● Exercise goal
Rewrite the lines of the listing from the line containing "Locate the banner" through the end of the listing, inclusive, replacing "backdrop" with "curtain" and keeping everything else the same.

━━━ Data shown ━━━

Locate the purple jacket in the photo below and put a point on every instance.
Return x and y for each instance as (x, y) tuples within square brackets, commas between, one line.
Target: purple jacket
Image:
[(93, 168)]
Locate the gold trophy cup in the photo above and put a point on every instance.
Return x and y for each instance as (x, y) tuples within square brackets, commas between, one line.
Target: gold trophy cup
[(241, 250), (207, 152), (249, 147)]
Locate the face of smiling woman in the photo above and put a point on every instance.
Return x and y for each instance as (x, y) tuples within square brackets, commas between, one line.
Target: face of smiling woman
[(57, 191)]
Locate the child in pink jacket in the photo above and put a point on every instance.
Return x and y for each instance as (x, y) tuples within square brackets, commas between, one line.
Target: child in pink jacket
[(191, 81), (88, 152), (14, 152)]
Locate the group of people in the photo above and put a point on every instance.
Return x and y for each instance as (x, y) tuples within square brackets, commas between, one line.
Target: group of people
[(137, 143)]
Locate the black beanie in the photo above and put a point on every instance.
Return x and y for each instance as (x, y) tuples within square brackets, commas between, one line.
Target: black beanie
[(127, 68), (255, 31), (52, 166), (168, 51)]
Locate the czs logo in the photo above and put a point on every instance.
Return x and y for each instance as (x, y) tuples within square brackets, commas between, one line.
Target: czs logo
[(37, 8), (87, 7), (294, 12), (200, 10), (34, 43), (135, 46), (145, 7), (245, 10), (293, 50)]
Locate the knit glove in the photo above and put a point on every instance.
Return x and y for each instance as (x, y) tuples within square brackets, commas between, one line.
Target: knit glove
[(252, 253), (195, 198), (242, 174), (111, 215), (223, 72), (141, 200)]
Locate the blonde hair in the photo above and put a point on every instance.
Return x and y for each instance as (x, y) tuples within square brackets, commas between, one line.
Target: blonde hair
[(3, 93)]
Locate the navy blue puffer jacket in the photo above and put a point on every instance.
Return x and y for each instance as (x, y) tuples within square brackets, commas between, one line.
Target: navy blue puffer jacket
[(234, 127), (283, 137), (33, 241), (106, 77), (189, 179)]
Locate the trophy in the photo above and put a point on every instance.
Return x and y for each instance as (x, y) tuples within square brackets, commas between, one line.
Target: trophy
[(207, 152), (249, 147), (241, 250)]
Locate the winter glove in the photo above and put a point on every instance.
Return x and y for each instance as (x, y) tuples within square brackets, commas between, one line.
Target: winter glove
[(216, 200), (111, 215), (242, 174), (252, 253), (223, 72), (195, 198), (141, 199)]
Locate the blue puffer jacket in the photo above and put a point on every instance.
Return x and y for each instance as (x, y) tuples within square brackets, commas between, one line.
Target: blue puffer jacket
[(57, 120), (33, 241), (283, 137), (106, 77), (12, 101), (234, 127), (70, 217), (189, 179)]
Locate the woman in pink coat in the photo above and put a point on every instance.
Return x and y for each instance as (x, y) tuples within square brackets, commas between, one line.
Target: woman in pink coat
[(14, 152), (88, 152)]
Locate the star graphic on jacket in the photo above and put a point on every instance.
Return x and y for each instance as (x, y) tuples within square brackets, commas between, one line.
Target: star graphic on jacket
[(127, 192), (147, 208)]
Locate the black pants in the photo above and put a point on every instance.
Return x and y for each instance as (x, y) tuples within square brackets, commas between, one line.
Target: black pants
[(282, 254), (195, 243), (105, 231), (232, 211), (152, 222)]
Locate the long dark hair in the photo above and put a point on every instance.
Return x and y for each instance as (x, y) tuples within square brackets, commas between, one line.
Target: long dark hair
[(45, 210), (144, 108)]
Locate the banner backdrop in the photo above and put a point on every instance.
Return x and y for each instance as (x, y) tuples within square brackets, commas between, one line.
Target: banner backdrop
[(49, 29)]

━━━

● In response
Locate the banner curtain in the photo above and put a point on every instance.
Return x and y for each instance as (x, y) tuples within square brackets, commas between, one line.
Target: banner curtain
[(49, 29)]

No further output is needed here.